:: WORK TO DO ::
Format the items as a JSON list of strings with one string per line. Begin at the line that contains "query (the noun phrase to segment): concrete", stop after the last line of the items, and leave out blank lines.

(Collected data entries)
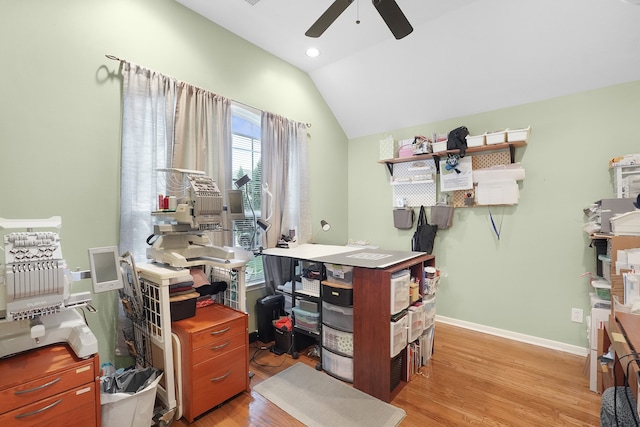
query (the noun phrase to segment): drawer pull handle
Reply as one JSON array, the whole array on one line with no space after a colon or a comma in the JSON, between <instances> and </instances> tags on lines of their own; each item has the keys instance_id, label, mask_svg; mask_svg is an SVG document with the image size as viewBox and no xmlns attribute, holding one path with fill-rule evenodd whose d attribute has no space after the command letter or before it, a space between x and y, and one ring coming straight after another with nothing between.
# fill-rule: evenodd
<instances>
[{"instance_id":1,"label":"drawer pull handle","mask_svg":"<svg viewBox=\"0 0 640 427\"><path fill-rule=\"evenodd\" d=\"M223 380L223 379L227 378L229 375L231 375L231 371L227 371L227 373L222 375L221 377L211 378L211 382Z\"/></svg>"},{"instance_id":2,"label":"drawer pull handle","mask_svg":"<svg viewBox=\"0 0 640 427\"><path fill-rule=\"evenodd\" d=\"M37 414L39 414L39 413L41 413L41 412L46 411L47 409L51 409L51 408L53 408L54 406L59 405L60 403L62 403L62 399L58 399L58 400L56 400L55 402L53 402L51 405L47 405L47 406L45 406L44 408L40 408L40 409L38 409L38 410L36 410L36 411L33 411L33 412L27 412L26 414L19 414L19 415L16 415L16 418L24 418L24 417L30 417L30 416L32 416L32 415L37 415Z\"/></svg>"},{"instance_id":3,"label":"drawer pull handle","mask_svg":"<svg viewBox=\"0 0 640 427\"><path fill-rule=\"evenodd\" d=\"M228 345L229 345L229 343L230 343L230 342L231 342L231 341L227 341L227 342L226 342L226 343L224 343L224 344L214 345L214 346L212 346L212 347L210 348L210 350L219 350L219 349L221 349L221 348L225 348L226 346L228 346Z\"/></svg>"},{"instance_id":4,"label":"drawer pull handle","mask_svg":"<svg viewBox=\"0 0 640 427\"><path fill-rule=\"evenodd\" d=\"M13 394L15 394L15 395L20 395L20 394L26 394L26 393L31 393L31 392L34 392L34 391L42 390L43 388L47 388L47 387L49 387L49 386L51 386L51 385L54 385L55 383L57 383L57 382L58 382L58 381L60 381L61 379L62 379L62 378L58 377L58 378L56 378L55 380L53 380L53 381L49 381L49 382L48 382L48 383L46 383L46 384L42 384L42 385L40 385L40 386L38 386L38 387L30 388L29 390L18 390L18 391L16 391L16 392L14 392Z\"/></svg>"}]
</instances>

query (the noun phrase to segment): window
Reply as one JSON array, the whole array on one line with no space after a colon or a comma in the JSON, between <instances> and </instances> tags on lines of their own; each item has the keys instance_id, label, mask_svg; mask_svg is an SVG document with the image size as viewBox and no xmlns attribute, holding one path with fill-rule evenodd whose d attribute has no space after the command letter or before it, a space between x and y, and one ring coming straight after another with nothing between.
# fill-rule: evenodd
<instances>
[{"instance_id":1,"label":"window","mask_svg":"<svg viewBox=\"0 0 640 427\"><path fill-rule=\"evenodd\" d=\"M233 104L231 107L231 177L237 179L247 175L251 181L242 188L246 219L232 222L233 246L252 251L261 245L261 229L256 226L262 211L262 158L261 158L261 114L248 107ZM262 257L247 261L246 283L264 281Z\"/></svg>"}]
</instances>

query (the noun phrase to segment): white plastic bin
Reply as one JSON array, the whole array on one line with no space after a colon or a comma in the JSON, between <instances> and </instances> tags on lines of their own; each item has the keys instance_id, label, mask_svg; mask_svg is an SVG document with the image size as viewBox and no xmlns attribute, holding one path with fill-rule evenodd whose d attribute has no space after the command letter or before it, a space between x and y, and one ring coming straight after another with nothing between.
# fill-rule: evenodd
<instances>
[{"instance_id":1,"label":"white plastic bin","mask_svg":"<svg viewBox=\"0 0 640 427\"><path fill-rule=\"evenodd\" d=\"M420 335L422 335L422 331L424 331L424 321L425 321L425 305L412 305L409 307L409 336L407 338L408 342L413 342L418 339Z\"/></svg>"},{"instance_id":2,"label":"white plastic bin","mask_svg":"<svg viewBox=\"0 0 640 427\"><path fill-rule=\"evenodd\" d=\"M391 275L391 314L400 313L411 300L411 274L402 270Z\"/></svg>"},{"instance_id":3,"label":"white plastic bin","mask_svg":"<svg viewBox=\"0 0 640 427\"><path fill-rule=\"evenodd\" d=\"M407 327L409 317L403 316L391 322L391 357L397 356L407 346Z\"/></svg>"},{"instance_id":4,"label":"white plastic bin","mask_svg":"<svg viewBox=\"0 0 640 427\"><path fill-rule=\"evenodd\" d=\"M100 393L101 425L103 427L134 427L153 424L159 374L142 390L135 393Z\"/></svg>"},{"instance_id":5,"label":"white plastic bin","mask_svg":"<svg viewBox=\"0 0 640 427\"><path fill-rule=\"evenodd\" d=\"M322 323L353 332L353 307L342 307L326 301L322 303Z\"/></svg>"},{"instance_id":6,"label":"white plastic bin","mask_svg":"<svg viewBox=\"0 0 640 427\"><path fill-rule=\"evenodd\" d=\"M324 325L322 327L322 345L338 354L353 357L353 332L343 332Z\"/></svg>"}]
</instances>

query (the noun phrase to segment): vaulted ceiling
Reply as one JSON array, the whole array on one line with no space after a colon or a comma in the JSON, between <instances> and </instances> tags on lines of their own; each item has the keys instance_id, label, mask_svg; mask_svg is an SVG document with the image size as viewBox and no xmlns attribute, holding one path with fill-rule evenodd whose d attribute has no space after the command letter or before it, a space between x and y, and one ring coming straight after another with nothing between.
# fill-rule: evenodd
<instances>
[{"instance_id":1,"label":"vaulted ceiling","mask_svg":"<svg viewBox=\"0 0 640 427\"><path fill-rule=\"evenodd\" d=\"M397 0L401 40L368 0L319 38L334 0L176 1L308 72L349 138L640 79L637 0Z\"/></svg>"}]
</instances>

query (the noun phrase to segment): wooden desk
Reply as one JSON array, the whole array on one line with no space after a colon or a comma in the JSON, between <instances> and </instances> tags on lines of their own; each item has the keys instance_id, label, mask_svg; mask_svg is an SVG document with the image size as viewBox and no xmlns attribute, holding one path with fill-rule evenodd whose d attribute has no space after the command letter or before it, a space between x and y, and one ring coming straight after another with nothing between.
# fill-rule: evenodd
<instances>
[{"instance_id":1,"label":"wooden desk","mask_svg":"<svg viewBox=\"0 0 640 427\"><path fill-rule=\"evenodd\" d=\"M635 355L634 352L640 351L640 316L616 312L615 317L614 315L609 317L607 335L615 351L615 384L624 384L628 372L629 387L633 391L633 395L637 396L640 363L635 360L640 358L640 354ZM605 340L605 346L607 345Z\"/></svg>"},{"instance_id":2,"label":"wooden desk","mask_svg":"<svg viewBox=\"0 0 640 427\"><path fill-rule=\"evenodd\" d=\"M0 425L100 426L99 371L65 344L0 359Z\"/></svg>"}]
</instances>

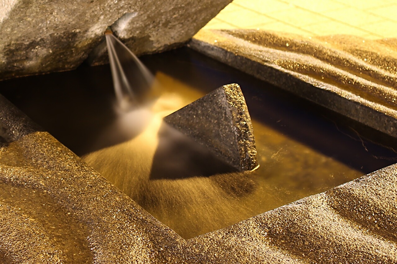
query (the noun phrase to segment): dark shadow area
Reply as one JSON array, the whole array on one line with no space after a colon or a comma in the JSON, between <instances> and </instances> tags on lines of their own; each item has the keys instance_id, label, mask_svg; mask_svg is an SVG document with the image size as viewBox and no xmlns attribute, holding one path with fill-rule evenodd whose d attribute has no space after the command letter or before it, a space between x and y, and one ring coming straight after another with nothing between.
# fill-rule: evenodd
<instances>
[{"instance_id":1,"label":"dark shadow area","mask_svg":"<svg viewBox=\"0 0 397 264\"><path fill-rule=\"evenodd\" d=\"M153 157L150 178L178 179L209 176L237 172L208 148L163 122Z\"/></svg>"},{"instance_id":2,"label":"dark shadow area","mask_svg":"<svg viewBox=\"0 0 397 264\"><path fill-rule=\"evenodd\" d=\"M206 93L238 83L253 120L363 173L397 162L396 139L188 48L140 59L152 73ZM108 65L2 81L0 93L80 156L134 136L112 128L117 115Z\"/></svg>"},{"instance_id":3,"label":"dark shadow area","mask_svg":"<svg viewBox=\"0 0 397 264\"><path fill-rule=\"evenodd\" d=\"M79 156L139 132L113 130L117 116L108 65L0 82L0 93Z\"/></svg>"},{"instance_id":4,"label":"dark shadow area","mask_svg":"<svg viewBox=\"0 0 397 264\"><path fill-rule=\"evenodd\" d=\"M397 139L188 48L142 59L152 71L207 93L239 84L252 119L364 173L397 162ZM172 67L164 63L170 61Z\"/></svg>"}]
</instances>

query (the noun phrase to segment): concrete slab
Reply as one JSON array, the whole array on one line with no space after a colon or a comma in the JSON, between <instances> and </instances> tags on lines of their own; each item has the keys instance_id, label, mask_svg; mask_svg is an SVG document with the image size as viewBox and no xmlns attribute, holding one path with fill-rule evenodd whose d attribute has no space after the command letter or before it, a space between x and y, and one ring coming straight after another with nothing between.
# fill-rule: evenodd
<instances>
[{"instance_id":1,"label":"concrete slab","mask_svg":"<svg viewBox=\"0 0 397 264\"><path fill-rule=\"evenodd\" d=\"M0 4L0 80L75 69L112 25L138 55L177 46L230 2L8 0Z\"/></svg>"},{"instance_id":2,"label":"concrete slab","mask_svg":"<svg viewBox=\"0 0 397 264\"><path fill-rule=\"evenodd\" d=\"M397 137L395 40L202 30L192 48Z\"/></svg>"}]
</instances>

:: COMPLETED EXERCISE ::
[
  "query (the noun phrase to segment): concrete slab",
  "Reply as one JSON array, the whole array on one line with no space after a colon or a comma in the JSON, between <instances> and </instances> tags on lines of their own; each item has the keys instance_id, label, mask_svg; mask_svg is an SVG document with the image size as viewBox and no xmlns attribute, holding one path with fill-rule evenodd whose d attribute has no space after the command letter or before it, a space between x and y, and one ring coming straight after another with nothing between.",
  "# fill-rule: evenodd",
  "<instances>",
  "[{\"instance_id\":1,\"label\":\"concrete slab\",\"mask_svg\":\"<svg viewBox=\\\"0 0 397 264\\\"><path fill-rule=\\\"evenodd\\\" d=\\\"M0 4L0 80L75 69L112 25L138 55L177 46L230 2L8 0Z\\\"/></svg>\"},{\"instance_id\":2,\"label\":\"concrete slab\",\"mask_svg\":\"<svg viewBox=\\\"0 0 397 264\\\"><path fill-rule=\\\"evenodd\\\" d=\\\"M397 137L395 40L202 30L192 48Z\\\"/></svg>\"}]",
  "</instances>"
]